┌────────

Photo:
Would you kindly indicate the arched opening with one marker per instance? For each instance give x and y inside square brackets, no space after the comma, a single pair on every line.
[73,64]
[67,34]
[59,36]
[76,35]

└────────

EXERCISE REQUIREMENTS:
Having read the records above, print them out again exactly.

ANSWER AREA:
Photo:
Would you kindly indicate the arched opening with one marker per instance? For each instance give x and y inside square brackets, no space after the comma, a single pair on every line.
[73,64]
[67,34]
[59,36]
[76,35]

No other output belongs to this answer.